::: DOKUMENT :::

Szpital w Raciborzu musi zamknąć dwa oddziały. Co z pacjentami z udarem?
Braki kadrowe, których nie udało się uzupełnić, nie zostawiają dyrekcji wyboru – neurologia i druga interna muszą być na Gamowskiej zlikwidowane. Szef lecznicy wskazuje na sytuację epidemiologiczną i byłą jednoimienność szpitala rejonowego jako przyczyny braku lekarzy do obsługi likwidowanych oddziałów.
Oddziału Wewnętrznego II i Oddziału Neurologicznego nie ma w szpitalu w Raciborzu już pół roku. Były dotąd zawieszone.
Rynek bez lekarzy
Dyrektor Ryszard Rudnik podaje w uzasadnieniu swych zamiarów, że podejmował wspólnie z zastępczynią Elżbietą Wielgos-Karpińską „usilne starania, aby pozyskać wymaganą przepisami kadrę lekarską na te oddziały”.

::: DANE ŹRÓDŁOWE :::

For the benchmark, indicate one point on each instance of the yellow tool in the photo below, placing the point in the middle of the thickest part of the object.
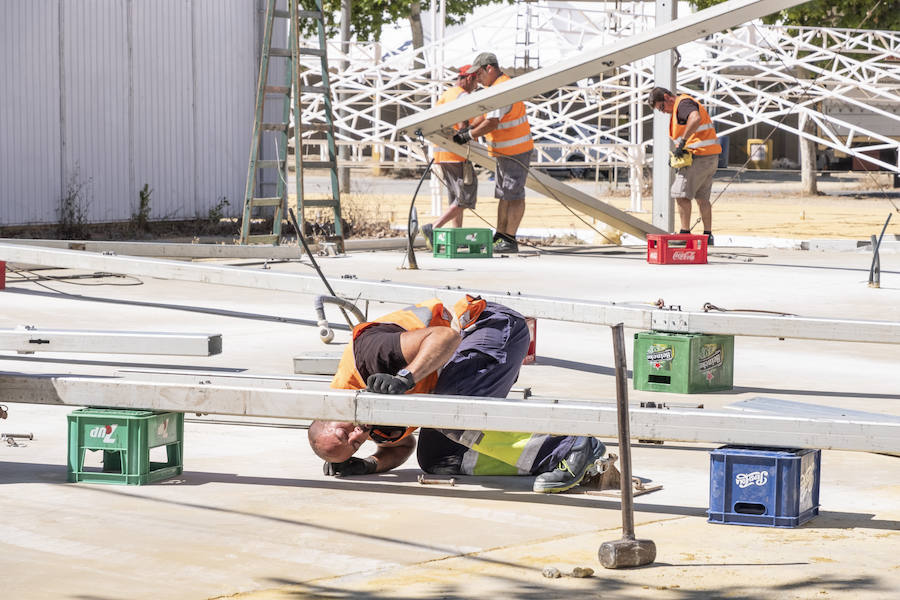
(679, 163)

:::

• _TWOJE ZADANIE_
Streść krócej akapit dokumentu zaczynający się od słów „Braki kadrowe, których nie udało się uzupełnić”. Zachowaj jego główne fakty.

• _POPRAWNA ODPOWIEDŹ_
Z powodu nieuzupełnionych braków kadrowych szpital na Gamowskiej musi zlikwidować neurologię i drugą internę. Szef lecznicy jako przyczyny braku lekarzy podaje sytuację epidemiologiczną oraz dawną jednoimienność szpitala rejonowego.